Problem requirements:
Retype every record that follows, character for character.

[Data to use Boundary: Start]

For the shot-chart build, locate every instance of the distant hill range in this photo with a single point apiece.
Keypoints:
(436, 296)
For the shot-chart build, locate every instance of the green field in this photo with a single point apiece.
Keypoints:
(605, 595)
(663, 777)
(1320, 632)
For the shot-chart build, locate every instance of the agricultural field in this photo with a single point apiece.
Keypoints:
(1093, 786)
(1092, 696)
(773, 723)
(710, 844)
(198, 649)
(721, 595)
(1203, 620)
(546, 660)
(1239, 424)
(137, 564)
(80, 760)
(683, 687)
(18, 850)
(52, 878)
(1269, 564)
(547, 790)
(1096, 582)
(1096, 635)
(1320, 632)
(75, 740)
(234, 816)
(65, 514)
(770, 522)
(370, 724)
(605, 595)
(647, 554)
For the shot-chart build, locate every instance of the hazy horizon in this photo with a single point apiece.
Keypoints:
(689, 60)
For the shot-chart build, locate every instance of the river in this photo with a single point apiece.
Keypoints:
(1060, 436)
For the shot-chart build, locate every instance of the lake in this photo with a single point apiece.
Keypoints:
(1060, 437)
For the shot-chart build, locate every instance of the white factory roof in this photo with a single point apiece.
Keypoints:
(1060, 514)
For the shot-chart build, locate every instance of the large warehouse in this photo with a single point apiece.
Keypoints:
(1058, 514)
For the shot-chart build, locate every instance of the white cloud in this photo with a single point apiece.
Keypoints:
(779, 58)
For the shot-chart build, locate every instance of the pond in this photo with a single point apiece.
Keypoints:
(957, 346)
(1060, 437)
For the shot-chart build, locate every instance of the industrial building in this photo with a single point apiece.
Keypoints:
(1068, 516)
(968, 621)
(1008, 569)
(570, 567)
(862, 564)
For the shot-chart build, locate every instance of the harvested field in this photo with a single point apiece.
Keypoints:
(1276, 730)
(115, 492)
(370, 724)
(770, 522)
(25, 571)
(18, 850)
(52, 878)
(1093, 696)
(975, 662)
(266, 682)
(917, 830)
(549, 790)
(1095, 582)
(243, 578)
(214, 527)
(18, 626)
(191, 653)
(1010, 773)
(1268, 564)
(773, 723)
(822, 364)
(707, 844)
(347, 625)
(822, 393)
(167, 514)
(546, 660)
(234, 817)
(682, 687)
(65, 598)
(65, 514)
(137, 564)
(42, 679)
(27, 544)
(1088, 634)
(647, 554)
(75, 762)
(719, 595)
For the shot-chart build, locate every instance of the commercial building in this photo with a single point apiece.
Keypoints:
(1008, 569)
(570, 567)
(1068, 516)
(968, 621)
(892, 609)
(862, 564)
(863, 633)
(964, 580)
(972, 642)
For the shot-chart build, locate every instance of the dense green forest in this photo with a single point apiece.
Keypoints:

[Data to use Boundary: End]

Finished exercise:
For the shot-chart build, locate every instance of the distant hill range in this photo with a single point apiece.
Keypoints:
(436, 296)
For the shot-chart build, locate every instance of the green field in this photo with a single point apiece.
Keypoints:
(605, 595)
(663, 777)
(1320, 632)
For the shot-chart build, locate every instance of the agricultural field in this photo with a single point apiece.
Keypoints:
(1093, 786)
(1092, 696)
(773, 723)
(710, 844)
(198, 649)
(721, 595)
(1203, 620)
(546, 660)
(1239, 424)
(137, 564)
(80, 760)
(683, 687)
(18, 850)
(52, 878)
(1269, 564)
(547, 790)
(1096, 582)
(1096, 635)
(1320, 632)
(75, 740)
(234, 816)
(65, 514)
(770, 522)
(370, 724)
(605, 595)
(647, 554)
For the shot-chart build, locate every instance of the hazy horizon in this photo with a single point apiece.
Keypoints:
(689, 60)
For the shot-chart build, locate every instance of the river in this photo with a single point apiece.
Keypoints:
(1060, 436)
For the shot-chart build, locate every instance of the lake in this photo with a single point apiece.
Keypoints:
(1060, 437)
For the shot-chart build, locate every instance of the white factory roof in this photo with a single point apiece.
Keypoints:
(1060, 514)
For the shot-chart build, locate every instance of the large warehouse in this photo with a single point apiece.
Keypoints:
(1058, 514)
For the shot-chart build, locate every instance of the white cloud in this photo with a single point apiece.
Keypoints:
(779, 58)
For the shot-chart build, locate every instance of the pond in this photo with a single point apiece.
Keypoints:
(957, 346)
(1060, 437)
For the shot-chart build, locate every instance of the industrial building in this photo with a single point apiece.
Keypoints:
(1068, 516)
(968, 621)
(1008, 569)
(570, 567)
(862, 564)
For the shot-chart build, locate every instance of the harvested field in this photo with a single point apiece.
Keypoints:
(1276, 730)
(115, 492)
(370, 724)
(770, 522)
(25, 571)
(18, 850)
(52, 878)
(1093, 696)
(975, 662)
(266, 682)
(917, 830)
(549, 790)
(1095, 582)
(243, 578)
(214, 527)
(18, 626)
(191, 653)
(1010, 773)
(1268, 564)
(773, 723)
(822, 364)
(707, 844)
(347, 625)
(822, 393)
(167, 514)
(546, 660)
(234, 817)
(682, 687)
(65, 598)
(65, 514)
(137, 564)
(42, 679)
(27, 544)
(1088, 634)
(647, 554)
(75, 762)
(719, 595)
For the shot-chart build, locate every instance of the commercial building in this photo with a single point apiece.
Keypoints:
(1008, 569)
(570, 567)
(1068, 516)
(968, 621)
(892, 609)
(862, 564)
(863, 633)
(964, 580)
(972, 642)
For the shot-chart build, locate every instance of the dense green forest in this photo with a single point apiece.
Keypoints:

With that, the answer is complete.